» ФРАГМЕНТ ИСТОЧНИКА
------------------------------------------------------------------------

«Если бы можно было рассказать себя...»: дневники Л.Н. Толстого - [9]

Шрифт
Интервал

На восьмидесятом году жизни Толстой испытал на себе, что это возможно: с ним случаются обмороки, за которыми следует временная потеря памяти. Он воспринял их как прообраз того желанного полного забвения себя, которое достигается в смерти. По поводу первого обморока, случившегося 2 марта 1908 года, он писал с радостью в записи за 10 марта: “С неделю тому назад я заболел. Со мной сделался обморок. И мне б[ыло] очень хорошо. Но окружающие делают из этого fuss” (56: 109) [26]. Во время следующих двух обмороков, в апреле, о которых он не упоминает в дневнике, Толстой чувствовал присутствие давно умершего брата Дмитрия [27]. 12 мая 1908 года Толстой описал эпизод амнезии после пробуждения от сна:

Со мной случилось нынче что-то новое, необыкновенное, не знаю, хорошее или дурное, должно быть хорошее, п[отому] ч[то] все, что было, есть и будет, все только хорошо: Случилось то, что я проснулся с небольшой головной болью и как-то странно забыв все: кот[орый] час? Что я пишу? Куда идти? — Но, удивительная вещь! рядом с этим особенная чуткость к добру: увидал мальчика, спяще[го] на земле — жалко; бабы работают — мн[е] особенно стыдно. Прохожие — мне не досадно, а жалко. Так что совсем не к худшему, а к лучшему (56: 117).

Освобождение от самосознания Толстой пережил как вне-находимость по отношению к времени и как моральное усовершенствование [28].

Даже помимо подобных моментов полного забвения Толстой замечал за собой признаки ухудшения памяти. В дневнике он внимательно следил за этим процессом, который он воспринимал как продвижение по пути к освобождению, обращая наблюдения над отдельными событиями в общие, применимые к переживаниям многих принципы, исполненные метафизического значения:

[23 октября 1910 г.] Я потерял память всего, почти всего прошедшего, всех моих писаний, всего того, что привело меня к тому сознанию, в каком живу теперь. <…> Как же не радоваться потере памяти? Все, что я в прошедшем выработал (хотя бы моя внутренняя работа в писаниях), всем этим я живу, пользуюсь, но самую работу не помню. Удивительно. А между тем думаю, что эта радостная перемена у всех стариков: жизнь вся сосредотачивается в настоящем. Как хорошо! (58: 121–122).

------------------------------------------------------------------------

» ЗАДАНИЕ 1
Покажите все строки записей, содержащие слово «bottle».

» ЗАПИСИ ДЛЯ ОБРАБОТКИ
------------------------------------------------------------------------

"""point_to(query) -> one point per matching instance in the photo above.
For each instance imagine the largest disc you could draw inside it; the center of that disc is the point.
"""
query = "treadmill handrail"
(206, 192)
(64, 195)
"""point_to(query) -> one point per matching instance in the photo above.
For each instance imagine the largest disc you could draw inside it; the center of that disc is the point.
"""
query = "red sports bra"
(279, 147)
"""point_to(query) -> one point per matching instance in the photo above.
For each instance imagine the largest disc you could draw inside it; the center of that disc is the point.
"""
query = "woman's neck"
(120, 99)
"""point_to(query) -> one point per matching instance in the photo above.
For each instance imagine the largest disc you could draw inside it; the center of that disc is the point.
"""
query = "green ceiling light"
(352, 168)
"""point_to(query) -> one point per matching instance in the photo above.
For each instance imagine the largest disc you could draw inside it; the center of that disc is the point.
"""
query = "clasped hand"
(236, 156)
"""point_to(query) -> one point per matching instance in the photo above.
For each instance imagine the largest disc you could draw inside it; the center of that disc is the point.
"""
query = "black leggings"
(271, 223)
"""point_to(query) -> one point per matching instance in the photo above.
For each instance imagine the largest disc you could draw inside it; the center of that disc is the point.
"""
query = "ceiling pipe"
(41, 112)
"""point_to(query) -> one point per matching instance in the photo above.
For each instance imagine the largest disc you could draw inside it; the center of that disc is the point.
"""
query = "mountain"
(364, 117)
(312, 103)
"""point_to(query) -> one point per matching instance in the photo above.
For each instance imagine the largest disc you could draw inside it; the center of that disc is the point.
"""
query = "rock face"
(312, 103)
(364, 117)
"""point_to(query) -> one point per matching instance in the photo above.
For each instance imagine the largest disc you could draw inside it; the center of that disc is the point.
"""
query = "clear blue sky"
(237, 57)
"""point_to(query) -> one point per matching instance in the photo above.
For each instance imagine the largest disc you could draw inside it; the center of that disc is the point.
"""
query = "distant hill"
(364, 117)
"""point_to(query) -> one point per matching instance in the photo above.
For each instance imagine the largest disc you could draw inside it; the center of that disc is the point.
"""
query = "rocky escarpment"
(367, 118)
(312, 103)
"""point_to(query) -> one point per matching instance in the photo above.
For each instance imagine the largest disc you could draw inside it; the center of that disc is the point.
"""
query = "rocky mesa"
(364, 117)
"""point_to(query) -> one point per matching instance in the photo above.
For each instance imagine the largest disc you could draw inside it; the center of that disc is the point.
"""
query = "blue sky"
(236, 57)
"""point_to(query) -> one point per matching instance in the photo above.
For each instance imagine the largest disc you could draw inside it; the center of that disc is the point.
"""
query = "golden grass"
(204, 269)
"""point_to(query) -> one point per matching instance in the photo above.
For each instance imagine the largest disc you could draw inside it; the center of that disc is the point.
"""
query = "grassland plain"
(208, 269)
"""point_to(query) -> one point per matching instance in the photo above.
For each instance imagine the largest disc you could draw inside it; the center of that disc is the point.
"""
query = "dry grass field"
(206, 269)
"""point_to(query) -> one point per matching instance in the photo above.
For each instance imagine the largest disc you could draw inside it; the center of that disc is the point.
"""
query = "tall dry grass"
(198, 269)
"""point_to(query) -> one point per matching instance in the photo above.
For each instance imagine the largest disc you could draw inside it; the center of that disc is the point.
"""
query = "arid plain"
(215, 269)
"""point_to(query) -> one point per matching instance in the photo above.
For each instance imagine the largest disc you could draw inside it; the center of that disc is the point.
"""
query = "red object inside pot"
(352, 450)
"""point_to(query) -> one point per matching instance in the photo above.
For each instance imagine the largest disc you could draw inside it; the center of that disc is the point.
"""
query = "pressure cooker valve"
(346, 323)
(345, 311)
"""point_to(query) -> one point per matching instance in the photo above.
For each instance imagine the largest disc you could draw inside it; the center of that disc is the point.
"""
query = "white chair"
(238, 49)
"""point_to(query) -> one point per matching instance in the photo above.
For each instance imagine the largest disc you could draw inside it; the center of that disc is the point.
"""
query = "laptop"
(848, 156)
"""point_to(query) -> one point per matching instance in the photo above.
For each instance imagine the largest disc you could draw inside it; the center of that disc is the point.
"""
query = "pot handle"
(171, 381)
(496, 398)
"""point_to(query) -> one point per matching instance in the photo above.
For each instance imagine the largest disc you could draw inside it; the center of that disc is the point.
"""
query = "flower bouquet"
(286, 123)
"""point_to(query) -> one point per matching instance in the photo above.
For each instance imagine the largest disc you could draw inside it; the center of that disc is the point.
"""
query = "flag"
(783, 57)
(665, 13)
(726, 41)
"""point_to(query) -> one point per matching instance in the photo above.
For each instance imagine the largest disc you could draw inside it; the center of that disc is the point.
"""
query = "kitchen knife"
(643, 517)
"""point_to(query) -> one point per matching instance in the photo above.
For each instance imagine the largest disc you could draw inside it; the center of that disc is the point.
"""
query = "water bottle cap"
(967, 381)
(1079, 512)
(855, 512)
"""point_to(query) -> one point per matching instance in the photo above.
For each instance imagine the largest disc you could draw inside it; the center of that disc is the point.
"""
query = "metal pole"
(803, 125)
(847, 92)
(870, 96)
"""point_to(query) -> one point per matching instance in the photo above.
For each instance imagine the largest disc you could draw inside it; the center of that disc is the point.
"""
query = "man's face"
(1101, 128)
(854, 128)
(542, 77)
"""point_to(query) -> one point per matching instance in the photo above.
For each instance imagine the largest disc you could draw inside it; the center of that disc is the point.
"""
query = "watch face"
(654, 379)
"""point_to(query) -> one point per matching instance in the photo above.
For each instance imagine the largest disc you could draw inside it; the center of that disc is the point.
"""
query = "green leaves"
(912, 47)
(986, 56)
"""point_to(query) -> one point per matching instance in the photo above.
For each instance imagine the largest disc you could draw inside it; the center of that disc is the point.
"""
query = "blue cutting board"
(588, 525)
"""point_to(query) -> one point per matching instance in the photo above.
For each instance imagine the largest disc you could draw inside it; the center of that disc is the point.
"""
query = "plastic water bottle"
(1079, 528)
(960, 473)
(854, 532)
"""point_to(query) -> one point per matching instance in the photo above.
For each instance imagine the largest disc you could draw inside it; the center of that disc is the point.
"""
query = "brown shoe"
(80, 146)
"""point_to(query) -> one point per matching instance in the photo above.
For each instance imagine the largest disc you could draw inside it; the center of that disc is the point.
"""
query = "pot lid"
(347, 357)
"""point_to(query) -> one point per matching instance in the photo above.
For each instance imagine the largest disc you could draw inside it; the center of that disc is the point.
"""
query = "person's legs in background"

------------------------------------------------------------------------

» ЗАДАНИЕ 2
Выпишите из фрагмента источника все даты, в которых указаны число и месяц.

» ПОЛНЫЙ ОТВЕТ 1
query = "water bottle cap"
query = "plastic water bottle"

» ПОЛНЫЙ ОТВЕТ 2
2 марта 1908 года
10 марта
12 мая 1908 года
23 октября 1910 г.